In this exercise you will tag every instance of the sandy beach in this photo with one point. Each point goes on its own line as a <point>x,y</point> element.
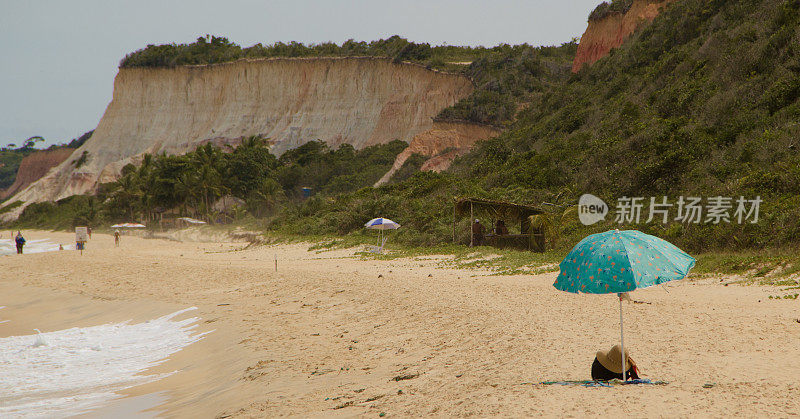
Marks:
<point>329,334</point>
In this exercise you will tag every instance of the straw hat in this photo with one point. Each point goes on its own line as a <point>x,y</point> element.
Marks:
<point>612,359</point>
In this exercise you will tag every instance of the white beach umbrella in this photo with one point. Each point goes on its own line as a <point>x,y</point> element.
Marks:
<point>128,225</point>
<point>382,224</point>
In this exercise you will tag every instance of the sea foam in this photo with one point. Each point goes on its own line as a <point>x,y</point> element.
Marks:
<point>72,371</point>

----------

Whenever a line in the material above holds the string "beach", copy that line in full.

In this exercise you will tag every instance of the sandy beach in this photo with one point. Each point goes on its own line as a <point>x,y</point> element.
In this exercise you will tag every instance of the white beach umbrella in this photo with one point. Each point goes on its own line as a <point>x,y</point> element.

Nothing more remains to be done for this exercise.